■ **WHAT IS NEEDED**: Please write out every line of the entries below as a JSON list of strings, one string per line, with blank lines omitted. Leave the pictures out of your answer.

Pointing entries
☆ ☆ ☆ ☆ ☆
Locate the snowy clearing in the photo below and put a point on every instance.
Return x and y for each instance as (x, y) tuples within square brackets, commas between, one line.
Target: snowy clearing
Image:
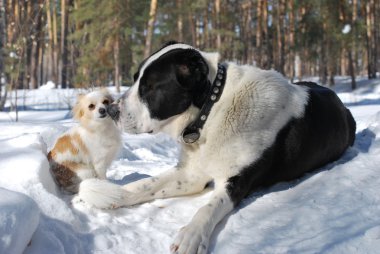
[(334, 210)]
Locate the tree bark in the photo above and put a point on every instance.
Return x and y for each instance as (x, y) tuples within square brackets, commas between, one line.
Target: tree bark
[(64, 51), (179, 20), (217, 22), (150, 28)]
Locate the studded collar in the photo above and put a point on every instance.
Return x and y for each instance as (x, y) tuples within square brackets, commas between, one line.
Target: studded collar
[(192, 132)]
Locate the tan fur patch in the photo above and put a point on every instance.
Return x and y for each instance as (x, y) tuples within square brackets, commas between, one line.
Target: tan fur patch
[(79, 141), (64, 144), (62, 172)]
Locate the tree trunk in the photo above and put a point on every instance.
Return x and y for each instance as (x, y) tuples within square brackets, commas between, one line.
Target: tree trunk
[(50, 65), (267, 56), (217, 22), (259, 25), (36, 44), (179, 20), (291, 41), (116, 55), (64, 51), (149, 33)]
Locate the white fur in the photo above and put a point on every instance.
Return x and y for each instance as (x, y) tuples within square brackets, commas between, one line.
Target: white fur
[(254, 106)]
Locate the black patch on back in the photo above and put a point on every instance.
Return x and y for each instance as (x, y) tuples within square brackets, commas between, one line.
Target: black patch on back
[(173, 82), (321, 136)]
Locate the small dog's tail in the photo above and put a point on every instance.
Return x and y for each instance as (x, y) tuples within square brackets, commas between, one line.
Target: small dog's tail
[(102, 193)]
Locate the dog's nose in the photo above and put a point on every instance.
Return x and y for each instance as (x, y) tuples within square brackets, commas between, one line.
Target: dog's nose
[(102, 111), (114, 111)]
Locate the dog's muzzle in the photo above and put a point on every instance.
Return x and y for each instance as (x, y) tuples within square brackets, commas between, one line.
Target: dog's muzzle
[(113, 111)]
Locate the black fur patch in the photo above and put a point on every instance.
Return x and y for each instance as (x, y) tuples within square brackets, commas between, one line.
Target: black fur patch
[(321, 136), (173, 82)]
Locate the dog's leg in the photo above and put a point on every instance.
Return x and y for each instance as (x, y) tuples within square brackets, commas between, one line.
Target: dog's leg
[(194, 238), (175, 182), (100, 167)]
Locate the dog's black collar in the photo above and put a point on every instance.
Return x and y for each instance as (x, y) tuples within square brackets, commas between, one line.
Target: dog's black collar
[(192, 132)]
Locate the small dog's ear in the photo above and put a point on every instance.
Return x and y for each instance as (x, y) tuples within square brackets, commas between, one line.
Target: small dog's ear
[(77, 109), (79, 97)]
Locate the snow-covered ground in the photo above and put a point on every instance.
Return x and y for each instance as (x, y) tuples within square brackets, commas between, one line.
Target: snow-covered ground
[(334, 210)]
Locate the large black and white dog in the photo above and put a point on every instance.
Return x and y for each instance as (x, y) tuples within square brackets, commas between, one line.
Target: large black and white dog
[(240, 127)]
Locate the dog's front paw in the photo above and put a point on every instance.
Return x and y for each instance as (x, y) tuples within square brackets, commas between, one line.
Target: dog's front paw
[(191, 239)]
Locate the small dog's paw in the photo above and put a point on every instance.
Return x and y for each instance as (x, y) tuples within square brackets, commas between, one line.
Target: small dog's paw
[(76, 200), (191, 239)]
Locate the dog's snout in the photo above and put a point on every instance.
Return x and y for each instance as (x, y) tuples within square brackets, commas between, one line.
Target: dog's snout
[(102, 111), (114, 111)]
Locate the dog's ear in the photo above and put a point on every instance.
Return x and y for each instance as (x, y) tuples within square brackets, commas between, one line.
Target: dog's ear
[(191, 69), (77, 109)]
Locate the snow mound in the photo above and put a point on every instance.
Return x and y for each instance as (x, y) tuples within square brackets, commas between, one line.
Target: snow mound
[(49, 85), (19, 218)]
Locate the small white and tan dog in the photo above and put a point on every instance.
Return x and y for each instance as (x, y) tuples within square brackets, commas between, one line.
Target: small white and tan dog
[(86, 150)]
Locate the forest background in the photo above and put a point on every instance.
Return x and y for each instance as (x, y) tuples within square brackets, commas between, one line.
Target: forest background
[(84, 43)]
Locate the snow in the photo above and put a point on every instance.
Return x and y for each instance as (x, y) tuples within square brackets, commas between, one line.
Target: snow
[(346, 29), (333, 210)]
☆ ☆ ☆ ☆ ☆
■ **OUTPUT**:
[
  "Locate the snowy clearing in the photo below and put a point on every instance.",
  "Return x and y for each instance as (x, y) tuples within square brackets, commas between, one line.",
  "Target: snowy clearing",
  "Image:",
  "[(334, 210)]",
  "Locate the tree bark in the photo above and put a point on every instance.",
  "Return x and y for each instance as (x, y) tuples within square brackets, commas between, one line.",
  "Target: tree bark",
  "[(64, 51), (179, 20), (217, 22), (150, 28)]",
  "Locate the studded collar in the photo above and put a point on every instance.",
  "Return x and y for each instance as (x, y) tuples within square brackets, commas between, one line.",
  "Target: studded collar",
  "[(192, 132)]",
  "Locate the tan fur patch in the photo above and put a point on every instance.",
  "Return x and y for each instance as (x, y) tuples within square brackets, commas between, one line.",
  "Target: tan fur patch",
  "[(79, 141), (64, 144), (62, 172)]",
  "Locate the tree trunk in the photo above and put a point on every instance.",
  "Return x and y for each instance as (x, y) tuples within square brackets, commas between, one line.",
  "Target: tree trunk",
  "[(50, 65), (267, 56), (217, 22), (259, 25), (36, 44), (179, 20), (291, 41), (116, 55), (64, 51), (149, 33)]",
  "Locate the white fur in the photo above and put a point on every instance.",
  "Return x and y for each instance as (x, y) tuples within square brackets, commas between, one line.",
  "Target: white fur",
  "[(254, 106)]",
  "Locate the black patch on back in the photo above and put a point on every instance.",
  "Return x and y for each instance as (x, y) tuples within square brackets, commas between, one line.",
  "Target: black patch on back",
  "[(173, 82), (321, 136)]",
  "Locate the small dog's tail in the photo above and put a point on every instance.",
  "Return x and y for each instance as (x, y) tuples within square brackets, commas between, one line.",
  "Target: small dog's tail",
  "[(102, 193)]",
  "Locate the dog's nose in the photo above and put a point on every instance.",
  "Return x and y for each instance as (x, y) tuples within square brackets, commas between, one line.",
  "Target: dog's nose",
  "[(102, 111), (114, 111)]",
  "Locate the dog's muzzle in the photo above and put a point on every instance.",
  "Return x and y for each instance as (x, y) tuples within square brackets, commas between, one line.",
  "Target: dog's muzzle",
  "[(113, 111)]",
  "Locate the black fur patch in the photo above and put a point on every instance.",
  "Return x and y for each instance as (x, y) tuples within square brackets, commas between, one line.",
  "Target: black fur patch",
  "[(321, 136), (173, 82)]",
  "Locate the dog's leg in the photo above and put a point on every instance.",
  "Return x and y for each instance as (x, y) tuples within square brackets, commas between, one line.",
  "Target: dog's leg",
  "[(194, 238), (175, 182), (100, 167)]",
  "Locate the dog's black collar in the photo above and put a point on every instance.",
  "Return x and y for each instance as (x, y) tuples within square brackets, commas between, one line.",
  "Target: dog's black collar",
  "[(192, 132)]",
  "Locate the small dog's ear in the photo above and put a point on every instance.",
  "Return x and y for each instance as (x, y) tuples within square brackets, commas between, one line.",
  "Target: small dog's ear",
  "[(77, 109), (79, 97)]",
  "Locate the snow-covered ground in the photo above and put a point on every instance.",
  "Return x and y for each instance as (x, y) tuples within square brackets, commas between, one line.",
  "Target: snow-covered ground",
  "[(334, 210)]",
  "Locate the large black and white dog in the photo above and put a point on every instance.",
  "Return x and y for each instance as (x, y) tuples within square brackets, commas between, one line.",
  "Target: large black and white dog",
  "[(240, 127)]",
  "Locate the dog's front paw in the photo above and put a point on every instance.",
  "Return x and y for each instance as (x, y) tuples within square brackets, commas between, one line.",
  "Target: dog's front paw",
  "[(191, 239)]",
  "Locate the small dog's paw in the photo above and put a point on every instance.",
  "Return x and y for each instance as (x, y) tuples within square brackets, commas between, one line.",
  "Target: small dog's paw",
  "[(76, 200), (191, 239)]",
  "Locate the dog's snout in the photo above and put a point on every instance.",
  "Return x and y for each instance as (x, y) tuples within square brackets, commas between, one line.",
  "Target: dog's snout",
  "[(102, 111), (114, 111)]",
  "Locate the dog's ear in the photo above and put a point on every instance.",
  "Return x and y for each instance as (x, y) tuples within square brackets, commas between, one line.",
  "Target: dog's ear",
  "[(191, 69), (77, 109)]",
  "Locate the snow mound in the photo above and put a point on every instance.",
  "Return x and y for each instance as (x, y) tuples within square brackets, commas between, one line.",
  "Target: snow mound",
  "[(49, 85), (19, 218)]",
  "Locate the small white and tan dog in the photo above and put a point on every instance.",
  "Return x and y for each instance as (x, y) tuples within square brackets, commas between, one line.",
  "Target: small white and tan dog",
  "[(86, 150)]",
  "Locate the forest background in the photo above and put a point on every instance.",
  "Return x and y for each instance as (x, y) tuples within square brackets, commas between, one line.",
  "Target: forest background",
  "[(84, 43)]",
  "Locate the snow in the photo above and put a point on every instance.",
  "Return x and y for each instance as (x, y) tuples within square brackets, commas between, one line.",
  "Target: snow",
  "[(346, 29), (333, 210)]"
]